[Records in a dataset]
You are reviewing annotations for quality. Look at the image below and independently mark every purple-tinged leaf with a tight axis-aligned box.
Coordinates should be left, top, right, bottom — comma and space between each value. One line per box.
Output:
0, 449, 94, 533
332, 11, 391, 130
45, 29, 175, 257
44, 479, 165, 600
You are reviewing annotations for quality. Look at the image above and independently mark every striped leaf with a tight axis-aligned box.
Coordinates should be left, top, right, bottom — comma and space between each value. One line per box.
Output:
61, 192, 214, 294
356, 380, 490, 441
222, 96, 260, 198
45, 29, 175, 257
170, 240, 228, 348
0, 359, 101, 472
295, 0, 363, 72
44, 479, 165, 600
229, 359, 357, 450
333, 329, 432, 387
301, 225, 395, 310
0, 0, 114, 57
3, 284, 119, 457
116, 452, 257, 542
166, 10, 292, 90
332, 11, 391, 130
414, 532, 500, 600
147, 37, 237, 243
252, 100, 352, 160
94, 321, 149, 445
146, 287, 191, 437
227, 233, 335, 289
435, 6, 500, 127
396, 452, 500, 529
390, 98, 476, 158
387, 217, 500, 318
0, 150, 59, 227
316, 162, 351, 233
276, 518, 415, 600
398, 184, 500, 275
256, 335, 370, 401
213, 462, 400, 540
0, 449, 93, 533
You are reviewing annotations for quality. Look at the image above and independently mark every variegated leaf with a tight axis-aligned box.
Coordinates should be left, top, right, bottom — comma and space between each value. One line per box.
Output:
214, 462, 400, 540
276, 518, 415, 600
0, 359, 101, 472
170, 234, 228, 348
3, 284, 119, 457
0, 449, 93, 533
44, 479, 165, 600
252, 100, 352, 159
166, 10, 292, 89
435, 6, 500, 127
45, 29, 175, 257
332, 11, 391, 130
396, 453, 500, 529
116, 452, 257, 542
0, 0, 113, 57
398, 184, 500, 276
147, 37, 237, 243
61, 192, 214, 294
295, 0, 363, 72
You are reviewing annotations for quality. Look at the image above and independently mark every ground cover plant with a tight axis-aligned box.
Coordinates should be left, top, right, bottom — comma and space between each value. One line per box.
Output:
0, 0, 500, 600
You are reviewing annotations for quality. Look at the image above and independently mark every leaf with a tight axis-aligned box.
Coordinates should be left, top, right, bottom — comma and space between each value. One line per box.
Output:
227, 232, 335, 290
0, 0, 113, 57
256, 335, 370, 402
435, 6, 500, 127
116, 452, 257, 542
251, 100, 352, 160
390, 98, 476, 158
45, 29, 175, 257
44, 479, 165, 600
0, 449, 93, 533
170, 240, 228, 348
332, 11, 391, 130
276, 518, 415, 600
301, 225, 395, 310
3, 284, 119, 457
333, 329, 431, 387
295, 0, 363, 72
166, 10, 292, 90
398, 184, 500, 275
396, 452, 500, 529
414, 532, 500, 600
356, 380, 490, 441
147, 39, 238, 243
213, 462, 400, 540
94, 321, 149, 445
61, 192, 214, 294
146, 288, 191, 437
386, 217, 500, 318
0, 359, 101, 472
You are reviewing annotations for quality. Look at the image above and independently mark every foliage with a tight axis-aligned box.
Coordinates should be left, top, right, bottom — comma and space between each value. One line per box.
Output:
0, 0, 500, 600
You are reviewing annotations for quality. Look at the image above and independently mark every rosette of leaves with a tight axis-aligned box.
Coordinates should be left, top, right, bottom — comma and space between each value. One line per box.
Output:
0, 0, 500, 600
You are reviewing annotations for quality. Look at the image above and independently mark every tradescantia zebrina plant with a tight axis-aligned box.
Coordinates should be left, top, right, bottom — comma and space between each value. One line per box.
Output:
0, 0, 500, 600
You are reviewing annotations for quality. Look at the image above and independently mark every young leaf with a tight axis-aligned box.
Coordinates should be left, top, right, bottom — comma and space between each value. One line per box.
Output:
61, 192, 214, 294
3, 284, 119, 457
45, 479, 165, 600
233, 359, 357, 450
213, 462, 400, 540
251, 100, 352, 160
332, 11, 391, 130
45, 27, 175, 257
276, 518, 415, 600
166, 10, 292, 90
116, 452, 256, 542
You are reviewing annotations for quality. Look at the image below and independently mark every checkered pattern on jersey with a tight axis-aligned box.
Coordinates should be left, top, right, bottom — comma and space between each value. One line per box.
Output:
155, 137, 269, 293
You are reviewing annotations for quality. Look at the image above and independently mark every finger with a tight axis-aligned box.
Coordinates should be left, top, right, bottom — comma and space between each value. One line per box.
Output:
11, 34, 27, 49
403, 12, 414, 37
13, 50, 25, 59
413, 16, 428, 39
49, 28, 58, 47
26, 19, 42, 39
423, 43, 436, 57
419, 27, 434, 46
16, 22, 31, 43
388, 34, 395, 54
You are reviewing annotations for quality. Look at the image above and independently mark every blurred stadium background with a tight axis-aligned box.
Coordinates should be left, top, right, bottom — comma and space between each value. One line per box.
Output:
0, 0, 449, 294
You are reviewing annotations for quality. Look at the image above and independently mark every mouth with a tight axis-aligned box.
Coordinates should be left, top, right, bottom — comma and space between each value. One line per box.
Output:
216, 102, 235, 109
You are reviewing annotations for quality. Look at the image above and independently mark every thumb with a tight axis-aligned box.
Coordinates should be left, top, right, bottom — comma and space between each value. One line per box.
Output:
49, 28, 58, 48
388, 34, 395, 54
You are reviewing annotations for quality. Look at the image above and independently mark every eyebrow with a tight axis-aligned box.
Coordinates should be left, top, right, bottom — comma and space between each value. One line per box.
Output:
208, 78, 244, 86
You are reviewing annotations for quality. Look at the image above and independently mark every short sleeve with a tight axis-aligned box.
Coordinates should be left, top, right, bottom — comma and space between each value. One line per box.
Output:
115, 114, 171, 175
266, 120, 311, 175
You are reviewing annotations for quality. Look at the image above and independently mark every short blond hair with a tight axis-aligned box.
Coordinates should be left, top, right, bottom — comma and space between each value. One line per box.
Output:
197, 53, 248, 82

• _What you should do_:
Rewrite the material above, putting "axis-aligned rectangle" wherever "axis-aligned box" appears and leaving everything else unchanged.

• _Complete response_:
You are reviewing annotations for quality. Look at the image below and independently mark every purple-tinged leaf with a tight axis-aligned rectangle.
Coordinates should be left, top, right, bottom — comma and space between each value. One line per box.
Output:
0, 449, 94, 533
332, 11, 391, 130
45, 29, 175, 257
44, 479, 165, 600
You are reviewing annotations for quality. Look at the image above and independently mark every striped leaf with a tight axis-aligned rectangle.
Coordinates should be left, top, right, bottom — comma and space between each value. One line per box.
Output:
61, 192, 214, 294
356, 380, 490, 441
222, 96, 260, 198
45, 29, 175, 257
170, 240, 228, 348
0, 359, 101, 472
295, 0, 363, 72
44, 479, 165, 600
229, 359, 357, 450
333, 329, 432, 387
301, 225, 395, 310
0, 0, 114, 57
3, 284, 119, 457
116, 452, 257, 542
166, 10, 292, 90
332, 11, 391, 130
414, 532, 500, 600
147, 37, 237, 243
252, 100, 352, 160
94, 321, 149, 445
146, 287, 191, 437
227, 233, 335, 289
435, 6, 500, 127
396, 452, 500, 529
390, 98, 476, 158
387, 217, 500, 318
0, 150, 59, 227
316, 162, 351, 233
276, 518, 415, 600
398, 184, 500, 275
256, 335, 370, 401
213, 462, 400, 540
0, 449, 93, 533
You are reviewing annotations for quality. Look at the image above and independently mark every variegated leaf with a tight axis-aligned rectangle.
Coordinates should be left, top, right, bottom — comma and space between each value. One line per box.
Output:
214, 462, 400, 540
276, 518, 415, 600
0, 359, 101, 472
170, 234, 228, 348
3, 284, 119, 457
0, 449, 93, 533
44, 479, 165, 600
252, 100, 352, 159
166, 10, 292, 89
435, 6, 500, 127
45, 29, 175, 257
332, 11, 391, 130
396, 453, 500, 529
116, 452, 257, 542
0, 0, 113, 57
398, 184, 500, 276
147, 37, 237, 243
61, 192, 214, 294
295, 0, 363, 72
You are reviewing annotations for quality. Look at the image above and independently mark every ground cover plant with a tight axis-aligned rectangle.
Coordinates should be left, top, right, bottom — comma and space between each value. One line per box.
Output:
0, 0, 500, 600
You are reviewing annotations for quality. Look at the image above and independently mark every leaf with a tight axis-aligned rectangle.
Coordinates should be left, top, right, bottom — comma and space between each value. One line per box.
Output:
227, 232, 335, 290
0, 0, 113, 57
256, 335, 370, 402
435, 6, 500, 127
116, 452, 257, 542
251, 100, 352, 160
390, 98, 476, 158
45, 29, 175, 257
44, 479, 165, 600
0, 449, 93, 533
170, 240, 228, 348
332, 11, 391, 130
276, 518, 415, 600
301, 225, 395, 310
3, 284, 119, 457
333, 329, 431, 387
295, 0, 363, 72
166, 10, 292, 90
398, 184, 500, 275
396, 452, 500, 529
414, 532, 500, 600
356, 380, 490, 441
147, 39, 238, 243
213, 462, 400, 540
94, 321, 149, 445
61, 192, 214, 294
146, 288, 191, 437
386, 217, 500, 318
0, 359, 101, 472
You are reviewing annotations for quality. Look at the image above and independently mark every foliage with a tight axis-aligned rectangle.
Coordinates should be left, top, right, bottom — comma and space between each value. One line per box.
Output:
0, 0, 500, 600
You are reviewing annotations for quality. Look at the image above and independently mark every rosette of leaves with a tight axis-aligned rectangle.
Coordinates should be left, top, right, bottom — comma and space between each value. One line per box.
Output:
0, 0, 500, 600
You are reviewing annotations for quality. Look at the image above and independently mark every tradescantia zebrina plant with a tight axis-aligned rectangle.
Coordinates should be left, top, right, bottom — comma and space between each value. One line per box.
Output:
0, 0, 500, 600
You are reviewing annotations for quality. Look at the image above and independently mark every young leaf with a tight axis-aligned rectangle.
Coordinates should be left, top, right, bottom — comma and space between each value. One line per box.
Output:
61, 192, 214, 294
3, 284, 119, 457
45, 479, 165, 600
233, 359, 357, 450
213, 462, 400, 540
251, 100, 352, 160
332, 11, 391, 130
45, 27, 175, 257
276, 518, 415, 600
166, 10, 292, 90
116, 452, 256, 542
You are reviewing annotations for quality. Look at the image below and independently mark every checkered pattern on jersey with a tight axis-aligned rectangle.
Coordinates should be left, top, right, bottom — comma and space between each value. One line per box.
Output:
155, 137, 269, 293
You are reviewing annotations for quality. Look at the image above and independently mark every finger with a tight axis-aligned rectangle.
Coordinates should be left, top, right, bottom — comma and space between each value. One line per box.
Output:
11, 34, 27, 49
403, 12, 414, 37
13, 50, 25, 59
413, 16, 428, 39
49, 28, 58, 47
26, 19, 42, 39
423, 43, 436, 57
419, 27, 434, 46
16, 22, 31, 43
388, 34, 395, 54
You are reviewing annotations for quality. Look at the image above and independently mark every blurred stadium background with a tight axis-aligned rectangle.
Coordinates should be left, top, right, bottom — comma and space between each value. One line per box.
Output:
0, 0, 449, 294
You are reviewing annotations for quality. Look at the image above and independently mark every mouth with a tight axis-aligned rectangle.
Coordinates should be left, top, right, bottom — comma and space between each value. One line per box.
Output:
216, 102, 235, 109
You are reviewing annotations for quality. Look at the image above and independently mark every thumb with a tight axis-aligned rectangle.
Coordinates should be left, top, right, bottom — comma and space between each value. One line per box.
Output:
49, 28, 58, 48
388, 34, 395, 54
You are reviewing annotations for quality. Look at the image above and independently mark every eyebrow with a tight axis-aligned rectangle.
Coordinates should be left, top, right, bottom — comma and space between each value. One line per box.
Output:
208, 78, 244, 86
You are reviewing annotations for quality. Look at the image above and independently mark every short sleeve with a tight axis-aligned rectangle.
Coordinates should be left, top, right, bottom — comma and space between each value. One line per box.
Output:
115, 114, 171, 175
266, 120, 311, 175
You are reviewing annotations for quality. Look at the image above and independently mark every short blond hair with a tight axis-aligned rectangle.
Coordinates should be left, top, right, bottom — comma and space between each value. One line per box.
Output:
197, 53, 248, 82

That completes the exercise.